■ **Task description**: Take every entry below and copy it out word for word.
[[ Data, beginning ]]
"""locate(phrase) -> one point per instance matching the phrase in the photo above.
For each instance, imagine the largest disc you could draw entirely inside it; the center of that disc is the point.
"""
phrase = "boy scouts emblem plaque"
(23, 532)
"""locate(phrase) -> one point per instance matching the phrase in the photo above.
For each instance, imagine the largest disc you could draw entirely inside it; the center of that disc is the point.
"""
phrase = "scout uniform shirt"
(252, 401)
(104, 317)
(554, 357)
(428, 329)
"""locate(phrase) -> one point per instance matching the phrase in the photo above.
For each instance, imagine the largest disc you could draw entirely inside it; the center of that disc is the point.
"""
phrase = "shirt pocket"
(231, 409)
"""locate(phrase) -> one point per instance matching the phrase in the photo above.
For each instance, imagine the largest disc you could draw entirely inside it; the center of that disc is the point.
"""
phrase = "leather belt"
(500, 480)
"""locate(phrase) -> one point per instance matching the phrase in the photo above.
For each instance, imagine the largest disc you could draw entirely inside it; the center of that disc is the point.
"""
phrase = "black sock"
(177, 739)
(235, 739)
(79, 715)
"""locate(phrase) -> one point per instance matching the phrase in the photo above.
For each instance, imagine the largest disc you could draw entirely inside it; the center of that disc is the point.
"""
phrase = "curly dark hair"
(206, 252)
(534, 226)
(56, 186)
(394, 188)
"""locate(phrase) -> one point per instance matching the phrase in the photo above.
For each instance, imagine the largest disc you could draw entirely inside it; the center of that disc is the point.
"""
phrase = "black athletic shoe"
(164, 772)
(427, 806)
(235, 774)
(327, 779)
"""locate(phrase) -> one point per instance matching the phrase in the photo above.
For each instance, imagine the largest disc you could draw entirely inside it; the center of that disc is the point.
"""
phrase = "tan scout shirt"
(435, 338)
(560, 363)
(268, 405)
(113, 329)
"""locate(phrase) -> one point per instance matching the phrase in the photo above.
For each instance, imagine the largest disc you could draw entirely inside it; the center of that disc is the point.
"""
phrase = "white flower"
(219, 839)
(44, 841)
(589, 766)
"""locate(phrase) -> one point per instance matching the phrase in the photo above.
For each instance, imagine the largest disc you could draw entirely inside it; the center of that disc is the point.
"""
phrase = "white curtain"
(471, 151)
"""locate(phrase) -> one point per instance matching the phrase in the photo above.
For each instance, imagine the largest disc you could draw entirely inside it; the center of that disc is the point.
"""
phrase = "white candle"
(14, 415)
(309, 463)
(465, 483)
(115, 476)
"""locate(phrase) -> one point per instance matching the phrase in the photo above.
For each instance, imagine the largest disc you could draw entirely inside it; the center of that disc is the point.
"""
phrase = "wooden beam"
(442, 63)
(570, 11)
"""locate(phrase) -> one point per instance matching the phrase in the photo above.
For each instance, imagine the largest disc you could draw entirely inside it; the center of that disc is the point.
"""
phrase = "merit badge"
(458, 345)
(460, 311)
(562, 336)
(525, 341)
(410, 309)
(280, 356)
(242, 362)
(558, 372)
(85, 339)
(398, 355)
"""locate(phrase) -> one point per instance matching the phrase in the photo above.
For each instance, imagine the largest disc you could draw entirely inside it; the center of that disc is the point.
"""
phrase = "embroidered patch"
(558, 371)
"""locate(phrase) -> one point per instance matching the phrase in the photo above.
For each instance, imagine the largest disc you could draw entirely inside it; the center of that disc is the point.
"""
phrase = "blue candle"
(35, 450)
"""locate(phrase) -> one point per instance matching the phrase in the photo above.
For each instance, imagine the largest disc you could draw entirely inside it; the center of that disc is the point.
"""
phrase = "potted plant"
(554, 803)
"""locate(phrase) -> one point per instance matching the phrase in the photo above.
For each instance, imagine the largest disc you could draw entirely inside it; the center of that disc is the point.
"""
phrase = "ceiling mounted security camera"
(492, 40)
[[ Data, end ]]
■ **Solution**:
"""locate(phrase) -> one point per instance matching the phrase in the photo above.
For each instance, imagine the largest disc you could draw entirely inside it; the center of that disc is the point.
"""
phrase = "boy scouts emblem plaque"
(23, 532)
"""locate(phrase) -> one point per instance matching the phrase in the photo above.
For each instance, imagine the largest disc you could draw entirely inside it; the center of that disc is the point.
"""
phrase = "scout uniform shirt"
(252, 401)
(104, 317)
(554, 357)
(428, 329)
"""locate(phrase) -> one point per instance matching the phrase in the photo above.
For each instance, imagine the largest disc you could draw entirely inside it; the center of that disc is the point.
"""
phrase = "shirt pocket"
(231, 409)
"""locate(phrase) -> one point per instance matching the phrase in the photo above.
For each instance, imagine the largest disc you could draw entirely inside it; the center of that disc is the point.
"""
phrase = "leather belt"
(500, 480)
"""locate(phrase) -> one point per instance matching the phrase in the photo above.
For each instance, imagine the largest disc you could draw entirely inside it; the center of that disc is the point.
"""
phrase = "black sock"
(177, 739)
(235, 739)
(79, 715)
"""locate(phrase) -> one point per instance matching the phrase in the photo above.
For each instance, imagine the largest disc you could draw entirely inside it; the center of that disc is the point.
"""
phrase = "curly dark hair"
(206, 252)
(534, 226)
(56, 186)
(394, 188)
"""locate(phrase) -> one point per instance matching the phrase in the photo above.
For each instance, imagine the largest disc you could draw entirely inside it; the center of that disc is the point.
"""
phrase = "black athletic shoe"
(164, 772)
(427, 806)
(235, 774)
(327, 779)
"""locate(phrase) -> one point per instance matching the phrase in the photo above.
For each instance, imagine the largest disc you could draw entirely inside it; the center of that disc is the point.
"""
phrase = "tan scout shirt"
(435, 338)
(560, 363)
(268, 405)
(113, 329)
"""locate(phrase) -> one point per instance matching the phrase in the photo above.
For each instance, imagine the largest disc you could draw entirely inside it; the center of that disc is the point.
"""
phrase = "white flower"
(219, 839)
(44, 841)
(589, 766)
"""locate(phrase) -> one point per instance matching the phrase in the photo above.
For each instance, imagine the largest disc you could draw entirely inside it; the center of that disc is the point.
"""
phrase = "white curtain"
(471, 151)
"""locate(phrase) -> one point per instance matching the phrase in the photo above.
For each instance, imagine the largest disc you could draw entirely inside it; the center of that disc is the point.
"""
phrase = "white candle"
(14, 415)
(309, 463)
(465, 483)
(115, 476)
"""locate(phrase) -> one point per instance matching the phrase in the photo above.
For each instance, imagine the largest disc you could draw entirely inside it; the center of that disc is the point.
"""
phrase = "wooden beam"
(442, 63)
(570, 11)
"""locate(phrase) -> one point per instance matching the phrase in the photo above.
For each instance, imagine the largest disc you could draw entirely inside it; the center of that disc is the point.
"""
phrase = "merit badge"
(458, 345)
(460, 311)
(562, 336)
(525, 341)
(410, 309)
(280, 356)
(242, 362)
(558, 372)
(85, 339)
(398, 355)
"""locate(phrase) -> one point per instance matching the phrase in the photo above.
For each instance, imagine the largest disc you could draw entirely inside it; the center of that disc is the point.
"""
phrase = "embroidered patch"
(558, 371)
"""locate(phrase) -> one point per instance matching the phrase in the photo above.
For each instance, imagine the largest disc you could draw entirely inside it; the center of that disc is the point.
"""
phrase = "blue candle"
(35, 450)
"""locate(phrase) -> one point per instance matching the phrase in the photo above.
For each instance, imagine the largest disc you could draw entirely inside it; the center of that disc is the point.
"""
phrase = "potted plant"
(554, 803)
"""locate(phrase) -> one point per instance matching the phrase in the photo above.
For each instance, imagine the largest disc you could draw entirely inside it; the center of that disc is the point.
"""
phrase = "ceiling mounted security camera"
(492, 40)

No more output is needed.